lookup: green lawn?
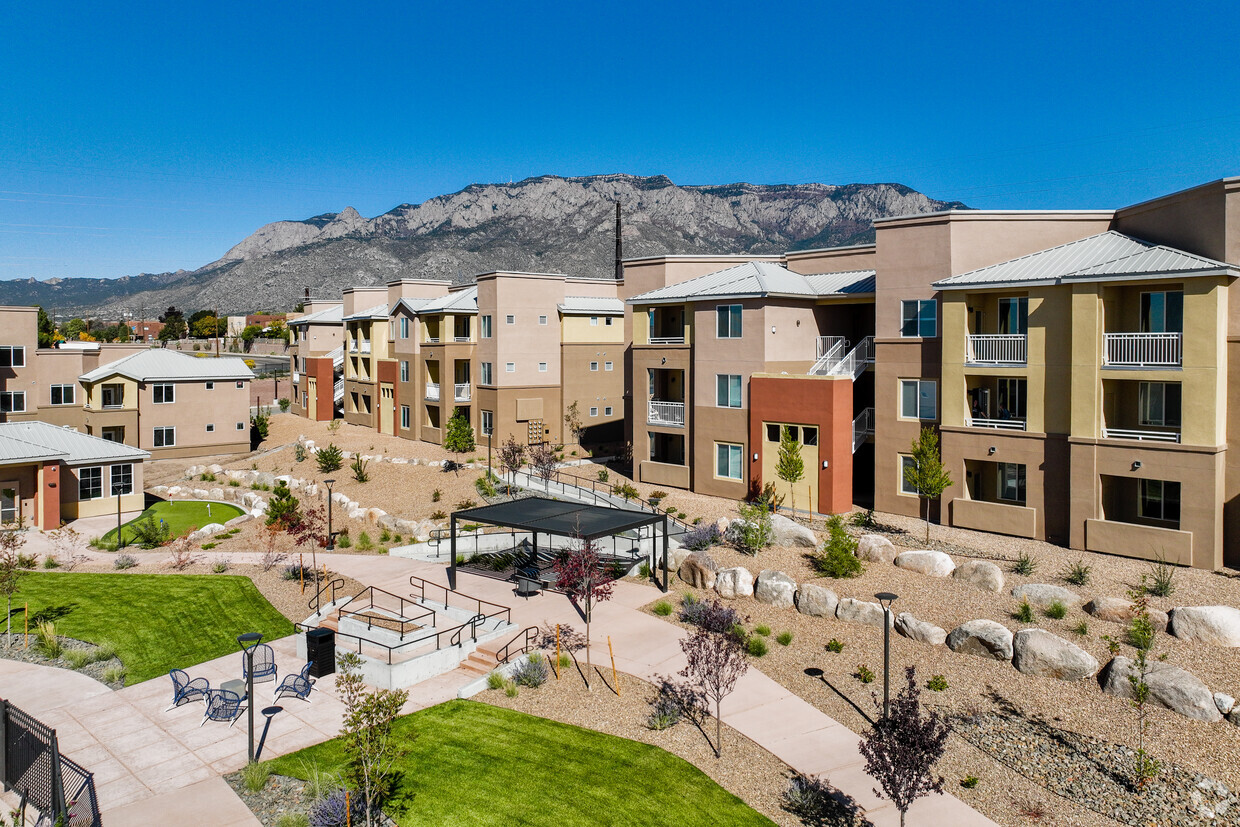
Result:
[273,701,773,827]
[103,500,246,543]
[12,572,293,683]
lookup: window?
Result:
[714,304,740,338]
[714,373,740,408]
[1138,382,1180,428]
[0,345,26,367]
[109,462,134,496]
[78,465,103,500]
[52,384,73,405]
[900,379,939,419]
[0,391,26,413]
[994,462,1024,505]
[900,299,939,338]
[1137,480,1179,522]
[714,443,744,480]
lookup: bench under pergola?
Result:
[448,497,668,591]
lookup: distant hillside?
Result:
[0,175,963,314]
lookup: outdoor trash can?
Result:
[306,626,336,678]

● **INSTRUCTIONS FOR THE TASK**
Please rewrite all the rows above with every "lookup" changed to "search", keeping everything else the same and omitting the pictures.

● **OUTPUT BELOW**
search: green lawn?
Result:
[273,701,773,827]
[103,500,246,543]
[12,572,293,683]
search: window?
Result:
[714,304,740,338]
[714,373,740,408]
[1138,382,1180,428]
[0,345,26,367]
[109,462,134,496]
[78,465,103,500]
[52,384,73,405]
[900,379,939,419]
[0,391,26,413]
[994,462,1024,505]
[900,299,939,338]
[1137,480,1179,522]
[714,443,744,480]
search: bench under pergola?
Result:
[448,497,668,591]
search: distant hillside?
Result:
[0,175,963,314]
search: outdoor trash can?
Result:
[306,626,336,678]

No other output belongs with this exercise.